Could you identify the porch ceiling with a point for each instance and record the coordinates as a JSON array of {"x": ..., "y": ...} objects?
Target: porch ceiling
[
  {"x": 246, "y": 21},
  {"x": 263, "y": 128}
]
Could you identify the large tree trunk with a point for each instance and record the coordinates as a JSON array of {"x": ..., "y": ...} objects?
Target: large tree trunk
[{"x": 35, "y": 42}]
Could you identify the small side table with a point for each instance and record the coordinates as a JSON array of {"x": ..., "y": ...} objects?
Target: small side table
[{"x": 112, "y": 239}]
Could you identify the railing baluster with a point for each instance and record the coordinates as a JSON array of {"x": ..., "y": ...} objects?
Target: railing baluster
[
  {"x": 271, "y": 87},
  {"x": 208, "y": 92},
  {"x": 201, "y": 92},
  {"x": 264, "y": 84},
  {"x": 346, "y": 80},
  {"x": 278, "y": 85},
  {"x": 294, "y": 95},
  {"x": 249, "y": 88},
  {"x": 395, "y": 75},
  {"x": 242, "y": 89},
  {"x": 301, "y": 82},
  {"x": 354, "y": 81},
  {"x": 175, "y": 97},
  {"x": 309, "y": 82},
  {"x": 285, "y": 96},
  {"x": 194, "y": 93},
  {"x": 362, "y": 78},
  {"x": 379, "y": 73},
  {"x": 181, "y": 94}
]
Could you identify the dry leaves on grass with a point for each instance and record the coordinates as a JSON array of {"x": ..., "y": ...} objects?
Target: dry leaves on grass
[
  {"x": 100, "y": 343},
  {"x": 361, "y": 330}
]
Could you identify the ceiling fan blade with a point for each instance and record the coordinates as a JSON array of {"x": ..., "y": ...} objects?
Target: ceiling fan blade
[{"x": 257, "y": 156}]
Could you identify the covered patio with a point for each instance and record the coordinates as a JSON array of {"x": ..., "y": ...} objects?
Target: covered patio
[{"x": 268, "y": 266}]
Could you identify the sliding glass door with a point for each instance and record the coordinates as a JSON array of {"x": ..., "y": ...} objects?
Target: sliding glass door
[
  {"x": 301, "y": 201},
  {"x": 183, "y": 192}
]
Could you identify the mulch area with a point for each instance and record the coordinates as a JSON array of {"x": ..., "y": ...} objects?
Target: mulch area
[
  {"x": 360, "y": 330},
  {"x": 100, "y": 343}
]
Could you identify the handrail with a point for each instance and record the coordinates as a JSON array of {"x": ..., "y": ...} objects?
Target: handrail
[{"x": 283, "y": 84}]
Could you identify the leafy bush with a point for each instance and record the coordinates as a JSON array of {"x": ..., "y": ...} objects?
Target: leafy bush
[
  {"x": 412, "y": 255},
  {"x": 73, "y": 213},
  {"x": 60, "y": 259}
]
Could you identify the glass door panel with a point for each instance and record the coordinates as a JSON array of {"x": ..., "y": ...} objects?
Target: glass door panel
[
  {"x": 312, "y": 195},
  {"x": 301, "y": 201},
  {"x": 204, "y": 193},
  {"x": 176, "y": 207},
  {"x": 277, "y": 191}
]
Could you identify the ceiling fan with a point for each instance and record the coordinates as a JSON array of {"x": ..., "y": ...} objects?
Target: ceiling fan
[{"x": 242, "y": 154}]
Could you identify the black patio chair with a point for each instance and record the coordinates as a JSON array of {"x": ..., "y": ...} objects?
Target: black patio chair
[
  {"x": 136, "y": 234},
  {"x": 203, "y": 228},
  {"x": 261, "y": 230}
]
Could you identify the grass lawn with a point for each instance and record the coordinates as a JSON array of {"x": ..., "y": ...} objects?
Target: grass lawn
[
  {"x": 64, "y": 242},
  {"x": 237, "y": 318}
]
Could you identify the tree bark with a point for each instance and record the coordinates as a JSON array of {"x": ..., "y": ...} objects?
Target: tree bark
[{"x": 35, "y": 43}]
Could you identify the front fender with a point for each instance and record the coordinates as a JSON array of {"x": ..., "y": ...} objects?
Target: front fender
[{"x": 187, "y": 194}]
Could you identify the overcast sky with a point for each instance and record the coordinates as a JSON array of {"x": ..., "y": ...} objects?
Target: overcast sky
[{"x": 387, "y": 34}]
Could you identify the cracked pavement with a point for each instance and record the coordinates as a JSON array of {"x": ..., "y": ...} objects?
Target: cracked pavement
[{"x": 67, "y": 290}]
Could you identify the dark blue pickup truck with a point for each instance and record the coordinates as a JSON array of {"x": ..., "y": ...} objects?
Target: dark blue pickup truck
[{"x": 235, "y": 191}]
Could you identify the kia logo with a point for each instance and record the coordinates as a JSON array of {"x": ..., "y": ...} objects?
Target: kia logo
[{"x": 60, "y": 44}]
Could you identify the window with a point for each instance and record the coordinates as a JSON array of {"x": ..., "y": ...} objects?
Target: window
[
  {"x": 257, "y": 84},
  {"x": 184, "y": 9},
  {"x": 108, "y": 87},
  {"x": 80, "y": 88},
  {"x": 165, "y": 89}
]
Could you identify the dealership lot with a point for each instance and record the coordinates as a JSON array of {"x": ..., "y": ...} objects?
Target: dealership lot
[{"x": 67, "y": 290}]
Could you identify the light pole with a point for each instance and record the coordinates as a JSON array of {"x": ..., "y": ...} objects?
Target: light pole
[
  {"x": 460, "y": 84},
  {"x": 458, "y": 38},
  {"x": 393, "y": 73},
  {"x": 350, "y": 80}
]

============

■ **Requirement**: Retype the records in their entirety, matching each one exactly.

■ **Solution to this exercise**:
Could you identify the porch ceiling with a point for each instance and record the coordinates as a JSON array of {"x": ..., "y": ...} objects?
Target: porch ceiling
[
  {"x": 246, "y": 21},
  {"x": 263, "y": 128}
]
Could you identify the large tree trunk with a point for each instance and record the coordinates as a JSON array of {"x": ..., "y": ...} objects?
Target: large tree trunk
[{"x": 35, "y": 42}]
Could you identify the small side table with a point for each instance and record the coordinates as a JSON array of {"x": ..., "y": ...} objects?
Target: small side table
[{"x": 112, "y": 239}]
Could you identify the railing baluster with a point for each instance and record the coordinates as a JSON array of {"x": ..., "y": ...} objects?
Target: railing baluster
[
  {"x": 271, "y": 87},
  {"x": 208, "y": 92},
  {"x": 201, "y": 92},
  {"x": 264, "y": 84},
  {"x": 346, "y": 80},
  {"x": 278, "y": 85},
  {"x": 294, "y": 95},
  {"x": 249, "y": 88},
  {"x": 395, "y": 75},
  {"x": 242, "y": 89},
  {"x": 301, "y": 82},
  {"x": 354, "y": 81},
  {"x": 175, "y": 97},
  {"x": 309, "y": 82},
  {"x": 285, "y": 96},
  {"x": 194, "y": 93},
  {"x": 362, "y": 78},
  {"x": 379, "y": 73},
  {"x": 181, "y": 94}
]
Could you identify the dry leaves on grass with a point for each instance and record the coordinates as a JSON array of {"x": ..., "y": ...} objects?
Target: dry leaves on grass
[
  {"x": 100, "y": 343},
  {"x": 361, "y": 330}
]
Could you identify the ceiling fan blade with a point for each instance and record the coordinates as a JSON array of {"x": ..., "y": ...} objects?
Target: ceiling fan blade
[{"x": 257, "y": 156}]
Could you identify the covered patio with a point for each instance and record the coordinates as a JSON array of {"x": ..., "y": ...} objects?
Target: covered patio
[{"x": 268, "y": 266}]
Could you identify the sliding glass door with a point for each instance and record the coordinates as a JSON array of {"x": ..., "y": ...} objects?
Target: sliding glass door
[
  {"x": 301, "y": 201},
  {"x": 183, "y": 192}
]
Could you identify the mulch area with a point for each instance and record the coordinates as a JSON array of {"x": ..., "y": ...} objects?
Target: mulch area
[
  {"x": 360, "y": 330},
  {"x": 100, "y": 343}
]
Could you identify the handrail with a point for each instance and record the coordinates as a JSON array of {"x": ..., "y": ...} objects?
Target: handrail
[{"x": 283, "y": 84}]
Could you identify the leafy bush with a point for each instance and record the coordinates as a JSON array of {"x": ..., "y": ...} objects?
Target: leafy bush
[
  {"x": 412, "y": 255},
  {"x": 73, "y": 213},
  {"x": 60, "y": 259}
]
Could you identify the glass door panel with a point for each instance and record the coordinates as a JSON array of {"x": ..., "y": ...} objects?
Target: glass door panel
[
  {"x": 312, "y": 195},
  {"x": 301, "y": 201},
  {"x": 204, "y": 193},
  {"x": 176, "y": 207},
  {"x": 277, "y": 191}
]
Could you identify the ceiling fan with a point for each instance and record the coordinates as a JSON array of {"x": ..., "y": ...} objects?
Target: ceiling fan
[{"x": 242, "y": 154}]
Could you identify the black patio chair with a point for each instance and record the coordinates as a JSON array of {"x": ..., "y": ...} objects?
Target: black patio chair
[
  {"x": 136, "y": 234},
  {"x": 203, "y": 228},
  {"x": 261, "y": 230}
]
Could you identify the grass lawn with a point for each instance and record the coordinates as a JSON array of {"x": ..., "y": ...} objects?
Target: grass lawn
[
  {"x": 64, "y": 242},
  {"x": 237, "y": 318}
]
Could you identify the tree bark with a point for each instance and record the coordinates as a JSON array of {"x": ..., "y": ...} objects?
Target: tree bark
[{"x": 35, "y": 43}]
Could you identify the front fender with a point for each instance and record the coordinates as a JSON array of {"x": ..., "y": ...} objects?
Target: front fender
[{"x": 187, "y": 194}]
Could you identify the overcast sky with a point for each instance and record the coordinates as a JSON array of {"x": ..., "y": ...} objects?
Target: overcast sky
[{"x": 387, "y": 34}]
Could you identify the cracked pavement with a point for each instance and record the coordinates as a JSON array of {"x": ..., "y": ...} objects?
Target: cracked pavement
[{"x": 67, "y": 290}]
Could you identify the dark blue pickup truck with a point for each instance and record the coordinates as a JSON array of {"x": ..., "y": ...} objects?
Target: dark blue pickup truck
[{"x": 235, "y": 191}]
Could you identify the kia logo with a point for each instance and record the coordinates as a JSON array of {"x": ..., "y": ...} objects?
Target: kia logo
[{"x": 60, "y": 44}]
Could you identify the window with a point for each instance and record the coordinates as a JSON array of {"x": ..., "y": ...} objects?
Target: window
[
  {"x": 257, "y": 84},
  {"x": 184, "y": 9},
  {"x": 108, "y": 87},
  {"x": 80, "y": 88},
  {"x": 165, "y": 89}
]
Could you identify the dealership lot with a point for each instance and record the coordinates as a JSON array of {"x": ..., "y": ...} objects?
Target: dealership lot
[{"x": 67, "y": 290}]
Could you identify the light pole with a point for each instance and record the coordinates as a JSON array of {"x": ..., "y": ...} objects?
Target: light pole
[
  {"x": 460, "y": 84},
  {"x": 458, "y": 38},
  {"x": 393, "y": 73},
  {"x": 350, "y": 80}
]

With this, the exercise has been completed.